About this task:
Answer these from the text on the Web's future:
(a) Where does the current Web design store links?
(b) What does the X-URI header tag usually contain?
(c) What might future e-mail messages commonly carry in their body?

Text block:
::::

The current Web design has links stored inside the source document so that you can't find a link from the destination document at all. However, it is possible that future developments may have link information stored separately in link servers so that you can learn about links based on either the source or the destination document. Obviously, backward links would work a little differently, but this capability will be useful, nonetheless.
Finally, people will certainly start to use the Web in new ways. Consider the following examples.
Already, URLs are the most common way for people on the Internet to tell each other the location of interesting resources. People send URLs around in mail and Usenet posts all the time. It's inevitable that the Web and e-mail will be tied together a little more tightly. One example is the X-URI header tag people are already adding to their e-mail and Usenet posts. Usually, it contains the URL of the sender's home page. Also, at least one e-mail program can automatically recognize URLs in the text of a message and highlight them so that the reader can click on them; the URL is then automatically passed to a Web browser to be displayed.
In the future, it may be common to send HTML in the body of e-mail messages, with mail programs that understand how to display it properly.

::::

Source material:

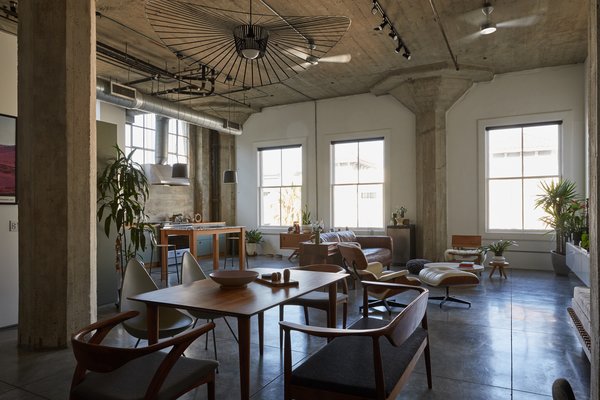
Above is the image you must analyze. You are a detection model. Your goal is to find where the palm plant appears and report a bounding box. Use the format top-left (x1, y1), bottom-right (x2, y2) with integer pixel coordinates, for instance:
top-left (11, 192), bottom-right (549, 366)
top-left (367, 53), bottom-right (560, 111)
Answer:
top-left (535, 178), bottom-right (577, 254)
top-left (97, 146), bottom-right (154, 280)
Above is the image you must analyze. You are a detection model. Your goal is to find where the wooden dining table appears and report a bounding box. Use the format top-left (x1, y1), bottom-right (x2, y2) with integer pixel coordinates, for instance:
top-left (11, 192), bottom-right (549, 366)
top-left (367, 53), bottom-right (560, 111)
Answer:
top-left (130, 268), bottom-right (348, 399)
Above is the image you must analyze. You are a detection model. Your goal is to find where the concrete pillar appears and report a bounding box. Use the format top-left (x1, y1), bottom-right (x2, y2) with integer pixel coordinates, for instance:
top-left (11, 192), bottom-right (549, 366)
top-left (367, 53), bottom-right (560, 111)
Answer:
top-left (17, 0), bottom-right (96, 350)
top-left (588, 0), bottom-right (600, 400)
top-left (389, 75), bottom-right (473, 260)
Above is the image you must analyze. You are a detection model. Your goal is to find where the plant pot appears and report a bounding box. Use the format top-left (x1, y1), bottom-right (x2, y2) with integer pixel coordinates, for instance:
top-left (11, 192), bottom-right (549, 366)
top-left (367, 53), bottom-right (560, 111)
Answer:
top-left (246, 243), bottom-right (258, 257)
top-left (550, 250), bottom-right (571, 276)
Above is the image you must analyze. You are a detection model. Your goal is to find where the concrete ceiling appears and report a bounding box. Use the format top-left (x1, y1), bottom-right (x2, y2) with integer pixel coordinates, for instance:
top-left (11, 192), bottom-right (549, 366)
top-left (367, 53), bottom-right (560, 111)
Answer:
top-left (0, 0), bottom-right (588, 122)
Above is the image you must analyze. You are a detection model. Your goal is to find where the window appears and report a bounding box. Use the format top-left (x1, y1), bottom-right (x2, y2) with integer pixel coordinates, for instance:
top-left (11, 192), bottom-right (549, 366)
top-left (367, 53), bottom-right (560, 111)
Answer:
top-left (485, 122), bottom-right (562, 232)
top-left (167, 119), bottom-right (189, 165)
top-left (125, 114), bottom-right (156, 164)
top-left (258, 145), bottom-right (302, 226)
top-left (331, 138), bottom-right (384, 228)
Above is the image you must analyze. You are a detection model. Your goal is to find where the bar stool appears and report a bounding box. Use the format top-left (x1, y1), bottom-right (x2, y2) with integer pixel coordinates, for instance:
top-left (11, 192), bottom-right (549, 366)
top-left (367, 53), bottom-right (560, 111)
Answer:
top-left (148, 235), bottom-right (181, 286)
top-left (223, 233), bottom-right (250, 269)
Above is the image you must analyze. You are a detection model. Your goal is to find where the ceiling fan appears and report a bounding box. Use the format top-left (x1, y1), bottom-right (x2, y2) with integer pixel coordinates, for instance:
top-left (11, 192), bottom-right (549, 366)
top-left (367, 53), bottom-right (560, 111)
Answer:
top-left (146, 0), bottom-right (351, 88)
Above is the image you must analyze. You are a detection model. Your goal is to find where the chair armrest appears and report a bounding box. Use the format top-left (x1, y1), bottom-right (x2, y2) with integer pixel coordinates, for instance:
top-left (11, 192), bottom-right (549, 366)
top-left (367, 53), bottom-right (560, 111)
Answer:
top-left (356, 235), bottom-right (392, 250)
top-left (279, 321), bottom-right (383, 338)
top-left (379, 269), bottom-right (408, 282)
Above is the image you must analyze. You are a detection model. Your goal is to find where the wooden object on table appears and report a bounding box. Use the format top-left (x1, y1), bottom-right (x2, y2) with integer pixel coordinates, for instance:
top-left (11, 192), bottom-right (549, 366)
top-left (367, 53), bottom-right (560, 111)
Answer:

::::

Solution to the problem:
(a) Inside the source document.
(b) The URL of the sender's home page.
(c) HTML, with mail programs that understand how to display it properly.